● Task description:
Below are entries; work out how many of their lines include the string "cookie", and reply with the number only.

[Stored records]
____
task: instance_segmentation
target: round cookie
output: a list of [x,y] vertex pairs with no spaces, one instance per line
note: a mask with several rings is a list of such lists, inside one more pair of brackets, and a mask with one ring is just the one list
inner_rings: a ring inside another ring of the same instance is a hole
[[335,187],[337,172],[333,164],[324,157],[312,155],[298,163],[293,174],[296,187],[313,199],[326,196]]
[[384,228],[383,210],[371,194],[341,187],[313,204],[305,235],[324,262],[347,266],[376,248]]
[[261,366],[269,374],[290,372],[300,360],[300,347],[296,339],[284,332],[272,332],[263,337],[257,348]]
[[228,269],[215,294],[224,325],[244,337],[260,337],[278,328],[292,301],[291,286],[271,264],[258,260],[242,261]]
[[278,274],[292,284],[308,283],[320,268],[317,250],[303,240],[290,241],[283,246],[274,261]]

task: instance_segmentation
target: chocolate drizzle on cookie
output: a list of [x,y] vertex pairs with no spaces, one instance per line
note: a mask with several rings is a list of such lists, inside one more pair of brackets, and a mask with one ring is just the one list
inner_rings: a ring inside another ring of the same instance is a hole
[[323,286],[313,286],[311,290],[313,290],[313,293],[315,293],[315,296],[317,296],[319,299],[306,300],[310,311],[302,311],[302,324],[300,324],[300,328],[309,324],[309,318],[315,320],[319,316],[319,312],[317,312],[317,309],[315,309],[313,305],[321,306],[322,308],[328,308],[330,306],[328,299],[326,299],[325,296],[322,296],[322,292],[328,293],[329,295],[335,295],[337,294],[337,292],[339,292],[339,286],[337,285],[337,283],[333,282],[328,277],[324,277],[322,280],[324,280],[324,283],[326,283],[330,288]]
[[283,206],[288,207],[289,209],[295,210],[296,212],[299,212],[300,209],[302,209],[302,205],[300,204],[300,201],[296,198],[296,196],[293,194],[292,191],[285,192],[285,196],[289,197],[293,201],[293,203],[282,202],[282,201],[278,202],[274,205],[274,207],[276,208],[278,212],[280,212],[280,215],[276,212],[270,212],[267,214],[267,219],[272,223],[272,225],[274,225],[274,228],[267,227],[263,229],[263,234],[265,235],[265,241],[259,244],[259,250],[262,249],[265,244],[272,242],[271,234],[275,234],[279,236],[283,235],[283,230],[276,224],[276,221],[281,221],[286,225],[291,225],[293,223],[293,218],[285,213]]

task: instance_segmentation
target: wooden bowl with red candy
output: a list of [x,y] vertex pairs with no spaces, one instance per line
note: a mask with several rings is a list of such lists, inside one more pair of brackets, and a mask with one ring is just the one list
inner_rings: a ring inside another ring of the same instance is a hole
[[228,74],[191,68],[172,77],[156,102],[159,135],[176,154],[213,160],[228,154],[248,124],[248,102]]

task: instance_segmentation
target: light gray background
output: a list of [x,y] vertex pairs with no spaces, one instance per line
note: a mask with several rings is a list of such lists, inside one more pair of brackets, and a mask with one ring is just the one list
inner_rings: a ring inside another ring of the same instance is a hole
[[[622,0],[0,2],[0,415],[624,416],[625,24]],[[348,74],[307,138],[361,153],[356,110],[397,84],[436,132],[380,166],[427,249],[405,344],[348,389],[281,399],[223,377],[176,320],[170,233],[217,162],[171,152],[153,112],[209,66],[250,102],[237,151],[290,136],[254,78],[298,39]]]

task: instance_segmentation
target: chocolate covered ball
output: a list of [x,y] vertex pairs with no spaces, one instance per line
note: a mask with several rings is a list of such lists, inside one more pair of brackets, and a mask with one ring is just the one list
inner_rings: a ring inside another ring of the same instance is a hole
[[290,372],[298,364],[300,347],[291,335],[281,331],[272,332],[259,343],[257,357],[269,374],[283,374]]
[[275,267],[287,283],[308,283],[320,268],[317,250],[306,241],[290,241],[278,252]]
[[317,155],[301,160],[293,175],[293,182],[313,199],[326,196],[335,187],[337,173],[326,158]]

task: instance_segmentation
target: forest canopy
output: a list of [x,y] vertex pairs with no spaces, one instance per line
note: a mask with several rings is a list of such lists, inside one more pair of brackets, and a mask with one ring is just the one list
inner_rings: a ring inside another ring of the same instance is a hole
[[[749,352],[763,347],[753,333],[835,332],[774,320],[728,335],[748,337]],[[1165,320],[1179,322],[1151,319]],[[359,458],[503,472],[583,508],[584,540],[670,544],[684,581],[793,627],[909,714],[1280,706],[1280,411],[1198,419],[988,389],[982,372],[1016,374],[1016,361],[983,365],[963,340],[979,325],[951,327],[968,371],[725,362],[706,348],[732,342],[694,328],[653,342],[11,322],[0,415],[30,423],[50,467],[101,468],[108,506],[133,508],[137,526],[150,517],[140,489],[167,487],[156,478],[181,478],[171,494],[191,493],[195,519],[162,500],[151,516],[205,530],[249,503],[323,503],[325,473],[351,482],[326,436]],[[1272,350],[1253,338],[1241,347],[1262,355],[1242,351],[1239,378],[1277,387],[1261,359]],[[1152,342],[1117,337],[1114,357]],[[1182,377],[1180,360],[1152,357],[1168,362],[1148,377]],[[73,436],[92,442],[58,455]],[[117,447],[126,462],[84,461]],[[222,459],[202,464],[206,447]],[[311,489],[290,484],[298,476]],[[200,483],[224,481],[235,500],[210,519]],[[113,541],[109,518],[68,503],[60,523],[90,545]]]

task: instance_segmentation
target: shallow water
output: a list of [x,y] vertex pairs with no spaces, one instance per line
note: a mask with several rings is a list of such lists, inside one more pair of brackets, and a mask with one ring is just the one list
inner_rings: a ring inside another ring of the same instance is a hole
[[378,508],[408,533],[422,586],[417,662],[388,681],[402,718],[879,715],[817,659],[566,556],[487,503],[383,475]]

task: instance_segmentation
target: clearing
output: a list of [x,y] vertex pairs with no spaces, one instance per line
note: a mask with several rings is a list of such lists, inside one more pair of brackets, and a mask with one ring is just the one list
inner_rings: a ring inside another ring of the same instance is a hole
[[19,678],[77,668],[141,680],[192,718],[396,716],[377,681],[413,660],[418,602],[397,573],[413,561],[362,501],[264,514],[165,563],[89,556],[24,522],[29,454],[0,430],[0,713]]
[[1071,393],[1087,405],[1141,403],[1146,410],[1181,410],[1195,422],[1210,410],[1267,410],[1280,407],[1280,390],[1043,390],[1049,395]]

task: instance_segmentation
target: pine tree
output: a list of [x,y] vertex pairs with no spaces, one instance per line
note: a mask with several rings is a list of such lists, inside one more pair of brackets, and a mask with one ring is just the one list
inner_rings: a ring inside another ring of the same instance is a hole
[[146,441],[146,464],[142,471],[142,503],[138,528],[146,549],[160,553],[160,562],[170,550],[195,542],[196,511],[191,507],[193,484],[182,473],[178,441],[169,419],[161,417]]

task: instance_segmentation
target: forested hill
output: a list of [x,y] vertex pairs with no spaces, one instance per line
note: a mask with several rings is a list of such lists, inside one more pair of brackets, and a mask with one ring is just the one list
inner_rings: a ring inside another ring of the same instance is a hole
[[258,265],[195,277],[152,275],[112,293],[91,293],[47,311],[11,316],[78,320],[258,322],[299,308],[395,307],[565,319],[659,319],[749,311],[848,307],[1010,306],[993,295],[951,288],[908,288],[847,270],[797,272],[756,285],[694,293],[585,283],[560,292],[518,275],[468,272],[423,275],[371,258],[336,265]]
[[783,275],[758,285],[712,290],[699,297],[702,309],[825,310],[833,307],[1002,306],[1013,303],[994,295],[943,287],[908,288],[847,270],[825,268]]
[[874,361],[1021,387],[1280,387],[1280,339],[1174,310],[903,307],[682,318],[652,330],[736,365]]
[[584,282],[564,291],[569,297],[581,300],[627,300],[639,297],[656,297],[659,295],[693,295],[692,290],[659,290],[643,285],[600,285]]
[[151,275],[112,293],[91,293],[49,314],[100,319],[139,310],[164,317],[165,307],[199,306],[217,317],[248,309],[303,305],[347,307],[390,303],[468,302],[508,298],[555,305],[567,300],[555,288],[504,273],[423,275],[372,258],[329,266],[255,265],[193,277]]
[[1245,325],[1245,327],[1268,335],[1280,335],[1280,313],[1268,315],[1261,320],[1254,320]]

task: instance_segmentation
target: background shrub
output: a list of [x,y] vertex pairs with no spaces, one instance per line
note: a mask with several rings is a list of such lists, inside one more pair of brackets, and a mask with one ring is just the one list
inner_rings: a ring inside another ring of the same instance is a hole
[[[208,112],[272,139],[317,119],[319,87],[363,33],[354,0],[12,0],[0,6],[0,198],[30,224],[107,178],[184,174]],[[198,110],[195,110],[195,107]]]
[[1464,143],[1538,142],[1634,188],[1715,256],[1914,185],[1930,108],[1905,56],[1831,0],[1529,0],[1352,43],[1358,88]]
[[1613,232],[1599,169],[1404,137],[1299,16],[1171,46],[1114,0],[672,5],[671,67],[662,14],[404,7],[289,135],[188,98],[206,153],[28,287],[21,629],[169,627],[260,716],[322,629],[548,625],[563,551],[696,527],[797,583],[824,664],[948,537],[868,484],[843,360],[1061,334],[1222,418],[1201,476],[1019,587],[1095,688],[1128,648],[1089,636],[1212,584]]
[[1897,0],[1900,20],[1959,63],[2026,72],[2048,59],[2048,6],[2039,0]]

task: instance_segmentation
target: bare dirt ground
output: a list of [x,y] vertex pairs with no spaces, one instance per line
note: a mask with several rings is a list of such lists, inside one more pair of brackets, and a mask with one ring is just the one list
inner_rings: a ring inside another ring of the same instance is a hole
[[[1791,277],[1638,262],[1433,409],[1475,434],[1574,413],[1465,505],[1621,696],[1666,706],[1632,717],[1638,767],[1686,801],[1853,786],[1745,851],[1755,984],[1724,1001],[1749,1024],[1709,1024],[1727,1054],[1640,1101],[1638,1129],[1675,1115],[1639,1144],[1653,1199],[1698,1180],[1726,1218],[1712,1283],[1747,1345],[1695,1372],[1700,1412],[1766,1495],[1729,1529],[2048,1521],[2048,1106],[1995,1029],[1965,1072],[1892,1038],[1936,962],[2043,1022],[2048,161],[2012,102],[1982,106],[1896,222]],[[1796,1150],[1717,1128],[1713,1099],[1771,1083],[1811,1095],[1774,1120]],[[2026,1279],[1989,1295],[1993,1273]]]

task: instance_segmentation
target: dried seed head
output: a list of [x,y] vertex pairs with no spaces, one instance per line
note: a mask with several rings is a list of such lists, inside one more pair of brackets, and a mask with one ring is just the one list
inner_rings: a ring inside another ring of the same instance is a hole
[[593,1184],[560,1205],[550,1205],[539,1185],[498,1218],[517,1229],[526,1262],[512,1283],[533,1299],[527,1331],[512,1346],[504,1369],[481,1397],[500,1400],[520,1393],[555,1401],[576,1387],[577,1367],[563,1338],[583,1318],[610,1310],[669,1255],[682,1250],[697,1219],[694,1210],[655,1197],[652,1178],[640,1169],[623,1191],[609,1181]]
____
● Exercise response:
2